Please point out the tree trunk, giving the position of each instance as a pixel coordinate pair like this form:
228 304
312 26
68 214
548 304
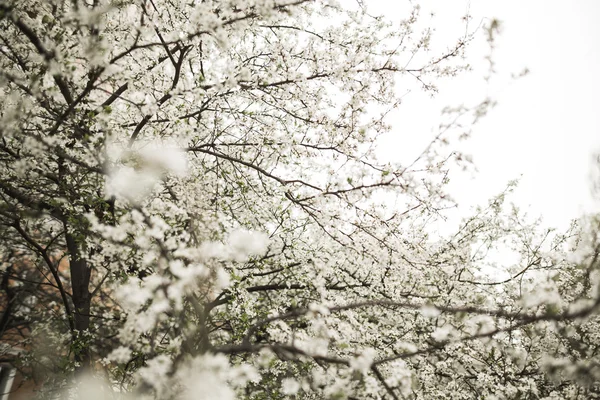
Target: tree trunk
80 281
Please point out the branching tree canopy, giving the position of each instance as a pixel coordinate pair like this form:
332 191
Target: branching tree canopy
191 206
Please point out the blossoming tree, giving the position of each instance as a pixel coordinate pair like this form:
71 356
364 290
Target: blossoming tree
191 206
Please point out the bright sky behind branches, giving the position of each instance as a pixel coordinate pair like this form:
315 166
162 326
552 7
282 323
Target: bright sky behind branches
546 125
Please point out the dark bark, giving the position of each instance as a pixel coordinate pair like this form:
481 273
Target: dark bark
80 282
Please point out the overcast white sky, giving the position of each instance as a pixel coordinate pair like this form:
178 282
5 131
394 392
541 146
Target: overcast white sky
546 125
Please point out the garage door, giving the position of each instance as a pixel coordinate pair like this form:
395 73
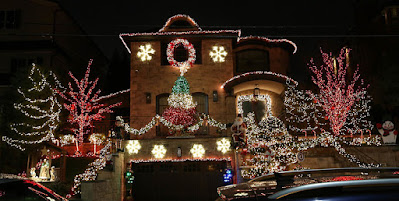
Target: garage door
177 181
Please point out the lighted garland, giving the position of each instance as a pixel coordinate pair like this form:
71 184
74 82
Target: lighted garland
183 65
158 118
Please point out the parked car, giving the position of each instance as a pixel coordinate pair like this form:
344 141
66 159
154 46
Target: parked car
331 184
15 188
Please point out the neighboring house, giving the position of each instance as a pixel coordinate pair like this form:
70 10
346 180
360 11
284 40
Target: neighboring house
42 32
251 65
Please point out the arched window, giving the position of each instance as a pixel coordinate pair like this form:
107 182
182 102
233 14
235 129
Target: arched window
252 60
202 107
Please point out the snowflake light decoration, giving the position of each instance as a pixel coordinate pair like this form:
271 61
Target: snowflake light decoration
197 151
145 52
218 54
133 147
158 151
223 145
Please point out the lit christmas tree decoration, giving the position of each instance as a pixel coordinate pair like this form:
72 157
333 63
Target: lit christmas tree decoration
44 112
145 52
218 54
181 111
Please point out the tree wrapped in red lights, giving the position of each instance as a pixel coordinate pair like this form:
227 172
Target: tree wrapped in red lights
181 112
337 93
83 104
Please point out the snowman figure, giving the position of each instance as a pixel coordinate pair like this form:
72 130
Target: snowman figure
388 132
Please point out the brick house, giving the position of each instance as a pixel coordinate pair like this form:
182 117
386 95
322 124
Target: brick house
249 65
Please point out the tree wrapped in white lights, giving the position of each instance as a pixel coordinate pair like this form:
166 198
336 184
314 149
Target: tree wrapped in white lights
340 105
41 111
270 146
83 104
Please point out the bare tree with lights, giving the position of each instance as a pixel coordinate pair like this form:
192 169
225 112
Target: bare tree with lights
337 93
83 104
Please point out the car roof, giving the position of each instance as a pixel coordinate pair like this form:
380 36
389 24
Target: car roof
352 183
289 174
4 181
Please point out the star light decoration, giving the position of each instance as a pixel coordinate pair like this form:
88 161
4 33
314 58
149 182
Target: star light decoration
145 52
218 54
197 151
223 145
158 151
133 147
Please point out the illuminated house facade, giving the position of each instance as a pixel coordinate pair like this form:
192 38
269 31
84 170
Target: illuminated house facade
228 71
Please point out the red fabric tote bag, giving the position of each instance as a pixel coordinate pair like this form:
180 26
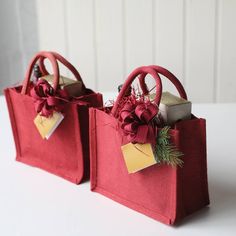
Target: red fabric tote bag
160 191
66 152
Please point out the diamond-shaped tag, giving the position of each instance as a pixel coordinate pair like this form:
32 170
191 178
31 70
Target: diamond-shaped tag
47 125
138 156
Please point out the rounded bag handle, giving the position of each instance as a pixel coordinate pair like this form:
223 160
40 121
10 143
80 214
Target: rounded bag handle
64 62
139 71
55 67
168 75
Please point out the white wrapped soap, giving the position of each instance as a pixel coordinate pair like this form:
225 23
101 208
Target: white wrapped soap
173 108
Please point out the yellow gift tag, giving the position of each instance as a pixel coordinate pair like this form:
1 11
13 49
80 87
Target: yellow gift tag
138 156
46 126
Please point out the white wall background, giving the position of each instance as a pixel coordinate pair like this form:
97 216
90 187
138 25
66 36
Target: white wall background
106 40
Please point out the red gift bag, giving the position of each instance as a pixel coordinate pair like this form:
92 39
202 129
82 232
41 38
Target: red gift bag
66 152
160 191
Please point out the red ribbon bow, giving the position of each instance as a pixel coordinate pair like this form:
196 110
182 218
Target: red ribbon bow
46 101
137 121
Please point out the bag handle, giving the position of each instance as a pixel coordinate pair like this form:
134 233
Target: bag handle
139 71
55 67
64 62
168 75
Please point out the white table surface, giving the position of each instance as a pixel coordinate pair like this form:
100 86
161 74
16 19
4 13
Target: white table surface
36 203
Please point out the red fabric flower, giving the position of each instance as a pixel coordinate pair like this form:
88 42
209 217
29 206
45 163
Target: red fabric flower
137 121
46 101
--------------------
Recast the part of the listing that starts with the line containing "Please point out the red fabric flower, giving" and runs through the listing's final line as a JSON list of strings, one string per line, with blank lines left out.

* **OUTPUT BELOW**:
[
  "Please point out the red fabric flower, giving the position of each instance as a pixel coordinate pair like this form:",
  "88 42",
  "209 217",
  "29 206",
  "45 163",
  "Target: red fabric flower",
  "137 121",
  "46 101"
]